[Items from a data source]
════════════════════
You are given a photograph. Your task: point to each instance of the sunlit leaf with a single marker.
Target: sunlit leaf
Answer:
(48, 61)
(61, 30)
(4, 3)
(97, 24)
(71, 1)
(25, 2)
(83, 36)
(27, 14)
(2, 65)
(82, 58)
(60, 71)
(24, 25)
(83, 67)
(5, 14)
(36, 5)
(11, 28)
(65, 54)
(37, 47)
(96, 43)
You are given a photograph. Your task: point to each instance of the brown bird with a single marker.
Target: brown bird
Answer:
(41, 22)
════════════════════
**Prompt:**
Would you set the entries down again, exactly as they were written?

**Output:**
You are given a photograph. Your task: point to each instance of the sunlit leaf with a single marker.
Target: sunlit leaf
Answer:
(48, 61)
(61, 30)
(4, 3)
(97, 24)
(71, 1)
(25, 2)
(83, 36)
(27, 14)
(2, 65)
(82, 58)
(60, 71)
(24, 25)
(83, 67)
(5, 14)
(36, 5)
(11, 28)
(65, 54)
(37, 47)
(96, 43)
You are given a photograph. Your task: point to each instance of the brown bird with a single marker.
Target: brown bird
Answer:
(41, 22)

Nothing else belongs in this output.